- **DATA SECTION**:
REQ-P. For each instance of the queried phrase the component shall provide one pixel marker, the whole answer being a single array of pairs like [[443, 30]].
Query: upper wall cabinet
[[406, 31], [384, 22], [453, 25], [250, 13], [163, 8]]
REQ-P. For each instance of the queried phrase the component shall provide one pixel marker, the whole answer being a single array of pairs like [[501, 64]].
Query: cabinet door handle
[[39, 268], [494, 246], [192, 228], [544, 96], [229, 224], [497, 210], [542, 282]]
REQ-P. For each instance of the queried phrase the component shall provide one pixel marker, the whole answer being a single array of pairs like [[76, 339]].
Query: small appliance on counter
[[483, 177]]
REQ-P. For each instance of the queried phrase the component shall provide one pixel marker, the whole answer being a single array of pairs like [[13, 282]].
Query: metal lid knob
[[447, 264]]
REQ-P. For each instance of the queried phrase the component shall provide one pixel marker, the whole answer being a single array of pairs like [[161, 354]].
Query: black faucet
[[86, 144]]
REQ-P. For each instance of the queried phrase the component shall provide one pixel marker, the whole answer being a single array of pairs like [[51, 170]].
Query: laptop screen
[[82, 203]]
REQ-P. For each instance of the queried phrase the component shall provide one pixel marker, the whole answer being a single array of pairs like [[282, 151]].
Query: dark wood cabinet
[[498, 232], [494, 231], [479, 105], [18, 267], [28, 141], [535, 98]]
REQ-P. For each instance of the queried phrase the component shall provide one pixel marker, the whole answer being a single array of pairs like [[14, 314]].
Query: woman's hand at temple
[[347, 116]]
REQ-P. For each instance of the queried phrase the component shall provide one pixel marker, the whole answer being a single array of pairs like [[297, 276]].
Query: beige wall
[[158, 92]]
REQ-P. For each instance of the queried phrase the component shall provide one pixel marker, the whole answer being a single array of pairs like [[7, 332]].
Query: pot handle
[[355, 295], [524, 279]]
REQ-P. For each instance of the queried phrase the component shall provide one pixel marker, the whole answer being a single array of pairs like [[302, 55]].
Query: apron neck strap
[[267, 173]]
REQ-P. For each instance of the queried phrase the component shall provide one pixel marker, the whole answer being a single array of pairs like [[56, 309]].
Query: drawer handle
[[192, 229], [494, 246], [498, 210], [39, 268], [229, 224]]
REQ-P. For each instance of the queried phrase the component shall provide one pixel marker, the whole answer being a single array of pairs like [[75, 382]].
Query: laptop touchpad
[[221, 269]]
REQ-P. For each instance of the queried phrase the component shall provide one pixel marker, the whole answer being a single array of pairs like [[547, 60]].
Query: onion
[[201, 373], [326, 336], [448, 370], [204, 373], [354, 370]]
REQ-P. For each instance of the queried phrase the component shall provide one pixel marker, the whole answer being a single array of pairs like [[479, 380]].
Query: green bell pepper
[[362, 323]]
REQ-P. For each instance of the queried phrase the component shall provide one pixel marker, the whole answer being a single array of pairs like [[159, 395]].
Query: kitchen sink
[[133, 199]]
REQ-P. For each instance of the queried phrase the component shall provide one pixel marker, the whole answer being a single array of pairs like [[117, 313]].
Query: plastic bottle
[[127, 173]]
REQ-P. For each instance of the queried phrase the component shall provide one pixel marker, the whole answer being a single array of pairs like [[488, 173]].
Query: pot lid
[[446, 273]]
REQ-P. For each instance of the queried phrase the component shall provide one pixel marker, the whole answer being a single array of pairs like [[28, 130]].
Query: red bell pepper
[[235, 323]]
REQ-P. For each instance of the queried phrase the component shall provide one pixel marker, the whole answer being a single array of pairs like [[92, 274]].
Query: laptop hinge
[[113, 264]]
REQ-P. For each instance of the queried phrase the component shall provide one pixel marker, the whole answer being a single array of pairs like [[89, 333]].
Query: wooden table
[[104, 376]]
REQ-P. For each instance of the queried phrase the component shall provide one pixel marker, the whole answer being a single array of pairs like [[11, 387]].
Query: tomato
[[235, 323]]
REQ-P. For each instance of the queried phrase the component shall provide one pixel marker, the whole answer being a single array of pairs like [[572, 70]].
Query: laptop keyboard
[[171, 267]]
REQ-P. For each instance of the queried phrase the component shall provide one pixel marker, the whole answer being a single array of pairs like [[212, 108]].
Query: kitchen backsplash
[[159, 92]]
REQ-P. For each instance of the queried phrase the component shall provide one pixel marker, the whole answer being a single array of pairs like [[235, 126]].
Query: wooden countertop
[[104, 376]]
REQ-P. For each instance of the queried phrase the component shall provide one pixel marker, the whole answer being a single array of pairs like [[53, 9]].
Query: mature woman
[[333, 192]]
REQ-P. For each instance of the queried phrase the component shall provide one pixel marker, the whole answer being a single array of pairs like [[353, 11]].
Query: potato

- **SHORT PROBLEM**:
Please extract every line of the listing above, word for word.

- **SOLUTION BELOW**:
REQ-P. For each instance of the queried phrase the component shall provide one pixel marker, the whole answer being a single array of pairs like [[443, 30]].
Query: upper wall cabinet
[[406, 31], [384, 22], [453, 25], [250, 13], [163, 8]]
REQ-P. For each instance of the queried phrase the component shall provide one pixel marker, the whole answer being a single array of pairs like [[501, 64]].
Query: cabinet door handle
[[39, 268], [494, 246], [192, 228], [544, 96], [229, 224], [497, 210], [542, 282]]
REQ-P. For each instance of the queried phrase the component shall provide one pixel marker, the whole answer being a single array of pairs like [[76, 339]].
Query: small appliance on counter
[[483, 177]]
REQ-P. For each instance of the queried phrase the component shall provide one pixel marker, the whole answer being a single array of pairs like [[13, 282]].
Query: metal lid knob
[[447, 264]]
REQ-P. For each instance of the queried phrase the component shall provide one pixel marker, the whole answer being a single array of pairs like [[161, 354]].
Query: black faucet
[[86, 144]]
REQ-P. For each instance of the queried phrase the component shall provide one pixel marker, the whole answer being a single array of pairs like [[51, 170]].
Query: laptop screen
[[82, 203]]
REQ-P. For each instance of the queried phrase the component shall provide one pixel marker, the whole answer being a single array of pairs like [[282, 151]].
Query: dark wood cabinet
[[498, 232], [494, 231], [479, 105], [18, 267], [28, 141], [535, 98]]
REQ-P. For each instance of the queried phrase the component shall provide one pixel marker, the whole answer being a single array of pairs like [[14, 314]].
Query: woman's hand at temple
[[347, 116]]
REQ-P. For each instance of the queried phrase the component shall provide one pixel marker, the whole answer being a single array of pairs like [[297, 276]].
Query: beige wall
[[158, 92]]
REQ-P. For each instance of the queried phrase the component shall provide one pixel marker, the whole answer being a single array of pairs like [[7, 332]].
Query: pot handle
[[355, 295], [524, 279]]
REQ-P. For each instance of the queried phrase the component shall provide one pixel marker, the whole answer being a single array of pairs like [[302, 55]].
Query: apron neck strap
[[267, 173]]
REQ-P. For each instance of the queried phrase the component shall provide one pixel marker, the whole answer being a single array of pairs like [[56, 309]].
Query: drawer handle
[[192, 229], [494, 246], [498, 210], [39, 268], [229, 224]]
REQ-P. For each instance of the queried phrase the component shall provide one pixel marker, the whole answer being a single array of pairs like [[75, 382]].
Query: laptop touchpad
[[221, 269]]
REQ-P. For each instance of the queried phrase the component shall provide one pixel marker, the whole answer being a single array of pairs like [[547, 60]].
Query: onion
[[201, 373], [326, 336], [448, 370], [204, 373], [354, 370]]
REQ-P. For each instance of the queried phrase the component shall provide one pixel marker, the whole answer being a single array of pairs like [[479, 380]].
Query: green bell pepper
[[362, 323]]
REQ-P. For each instance of the queried phrase the component shall provide one pixel marker, the whole answer being a single array of pairs like [[159, 395]].
Query: kitchen sink
[[133, 199]]
REQ-P. For each instance of the queried phrase the component shall provide one pixel marker, the whole answer being a single array of pairs like [[117, 313]].
Query: plastic bottle
[[127, 173]]
REQ-P. For each instance of the queried phrase the component shall provide one pixel marker, the whole answer being a single array of pairs like [[488, 173]].
Query: pot lid
[[446, 273]]
REQ-P. For each instance of the queried phrase the component shall provide one pixel marker, the whole answer being a single array of pairs like [[28, 130]].
Query: red bell pepper
[[235, 323]]
REQ-P. For each instance of the queried phrase the component shall provide one pixel marker, the whole answer being a single array of pairs like [[92, 274]].
Query: laptop hinge
[[113, 264]]
REQ-P. For each instance of the queried phrase the component shall provide one pixel marker, the whole answer being a single array of pairs like [[89, 333]].
Query: wooden table
[[104, 376]]
REQ-P. For each instance of the queried phrase the component shall provide one pixel marker, the whole answer being a single array of pairs like [[11, 387]].
Query: tomato
[[235, 323]]
REQ-P. For each instance of the queried phrase the component shall provide one pixel marker, the whole answer being a single array of pairs like [[572, 70]].
Query: laptop keyboard
[[171, 267]]
REQ-P. For each instance of the queried phrase the component shall provide one pixel marker, the whole answer being a single array of pairs like [[212, 108]].
Query: kitchen backsplash
[[159, 92]]
REQ-P. For each instance of the queried phrase the component shall provide one pixel marker, the whole answer being a single array of pairs like [[235, 126]].
Query: wooden countertop
[[104, 376]]
REQ-P. For each instance of the queried phrase the component shall provide one pixel marker, the whole answer being a single array of pairs like [[53, 9]].
Query: mature woman
[[333, 192]]
REQ-P. For each instance of the queried phrase the component shall provide one pixel marker, the whole answer being a single array of pairs like [[353, 11]].
Query: potato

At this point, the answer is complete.